§ **Written instruction A**
Decide whether each statement below agrees with the passage about Tovah Klein: (i) Klein directs the Barnard Center for Toddler Development; (ii) the interview articles appeared in a Sesame Street publication; (iii) Klein advises that children do not need routines. Answer yes or no for each, and quote the deciding words of the passage.
§ **Written instruction B**
Summarize the passage about Tovah Klein in two sentences.
§ **Written instruction C**
Write what comes next in the passage about Tovah Klein, picking up after its final sentence.

§ **Selection**
----

Prof. Tovah Klein, PhD, an expert on early childhood development and the Director of the Barnard Center for Toddler Development, often provides her insights to parents searching for new or better ways to raise well-adjusted kids. Recently, the former Sesame Street adviser and author of How Toddlers Thrive was interviewed by Talia Lakritz ’16 for a series of articles published on Business Insider, covering a wide range of issues relevant to parents of young children.
Much of Prof. Klein’s research focuses on how toddlers develop and process emotions and social information. Self-confidence and independence are important traits that parents often struggle to cultivate in their children, primarily due to concerns about safety. As a result, much of her advice to parents asks them to take a step back and let youngsters learn for themselves, even when that means they make mistakes along the way. Baby steps are key here, Klein argues—children need routines and clear guidelines, but allowing them to make small decisions and help with small chores or tasks teaches them valuable lessons about autonomy, self-discovery, and resilience. She also offers tips on social development, like raising kind, thoughtful kids by being a kind, thoughtful role model, especially when interacting with other people.

----

Excerpt from a dataset:
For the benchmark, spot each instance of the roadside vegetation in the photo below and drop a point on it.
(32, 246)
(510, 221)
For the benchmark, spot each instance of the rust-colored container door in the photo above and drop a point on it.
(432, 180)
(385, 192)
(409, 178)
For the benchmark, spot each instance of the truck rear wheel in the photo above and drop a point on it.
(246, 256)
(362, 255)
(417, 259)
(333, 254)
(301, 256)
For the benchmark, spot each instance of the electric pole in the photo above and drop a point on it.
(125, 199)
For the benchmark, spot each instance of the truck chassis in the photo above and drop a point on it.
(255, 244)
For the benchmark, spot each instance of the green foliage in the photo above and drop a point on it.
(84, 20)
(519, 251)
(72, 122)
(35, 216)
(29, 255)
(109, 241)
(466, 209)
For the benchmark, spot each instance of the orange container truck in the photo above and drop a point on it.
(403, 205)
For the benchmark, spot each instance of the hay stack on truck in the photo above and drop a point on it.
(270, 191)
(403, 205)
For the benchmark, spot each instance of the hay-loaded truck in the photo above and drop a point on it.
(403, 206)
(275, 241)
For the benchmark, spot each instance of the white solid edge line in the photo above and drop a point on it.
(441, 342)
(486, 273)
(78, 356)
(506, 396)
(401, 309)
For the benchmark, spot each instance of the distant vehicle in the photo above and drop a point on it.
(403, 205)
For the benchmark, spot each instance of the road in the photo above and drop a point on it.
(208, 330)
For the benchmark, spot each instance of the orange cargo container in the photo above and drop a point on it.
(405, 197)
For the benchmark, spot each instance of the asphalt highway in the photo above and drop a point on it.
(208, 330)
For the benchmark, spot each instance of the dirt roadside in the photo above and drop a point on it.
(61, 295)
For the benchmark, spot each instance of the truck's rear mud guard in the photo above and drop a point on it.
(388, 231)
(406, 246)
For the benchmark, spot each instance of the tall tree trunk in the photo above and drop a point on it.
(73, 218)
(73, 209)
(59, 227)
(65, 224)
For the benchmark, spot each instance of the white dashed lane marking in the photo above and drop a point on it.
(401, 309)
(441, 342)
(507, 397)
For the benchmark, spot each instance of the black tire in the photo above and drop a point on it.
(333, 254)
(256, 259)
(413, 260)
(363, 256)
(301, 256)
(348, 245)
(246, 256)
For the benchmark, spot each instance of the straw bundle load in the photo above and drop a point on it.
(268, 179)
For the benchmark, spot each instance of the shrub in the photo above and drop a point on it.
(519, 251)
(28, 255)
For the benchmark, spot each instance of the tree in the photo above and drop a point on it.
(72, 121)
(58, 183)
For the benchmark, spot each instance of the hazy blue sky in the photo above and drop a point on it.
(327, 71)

----

§ **Response A**
(i) Yes: "the Director of the Barnard Center for Toddler Development"
(ii) No: "published on Business Insider"
(iii) No: "children need routines and clear guidelines"

§ **Response B**
Tovah Klein, an expert on early childhood development who directs the Barnard Center for Toddler Development, was interviewed for a series of Business Insider articles on issues facing parents of young children. Her research concerns how toddlers develop and process emotions and social information, and she advises parents to step back and let children learn through small decisions and tasks, even with mistakes, while modeling kindness themselves.

§ **Response C**
Even the best-behaved children have bad days, and Prof. Klein offers valuable advice on how to deal with toddler tantrums, as well as how to prevent them in the first place. She also notes that there are 10 things parents should never tell their children, including being dismissive of their feelings—“You’re just being silly” or “There’s nothing to cry about”—and focusing too much on external appearances and gender stereotypes instead of allowing individual expression and authentic emotional growth.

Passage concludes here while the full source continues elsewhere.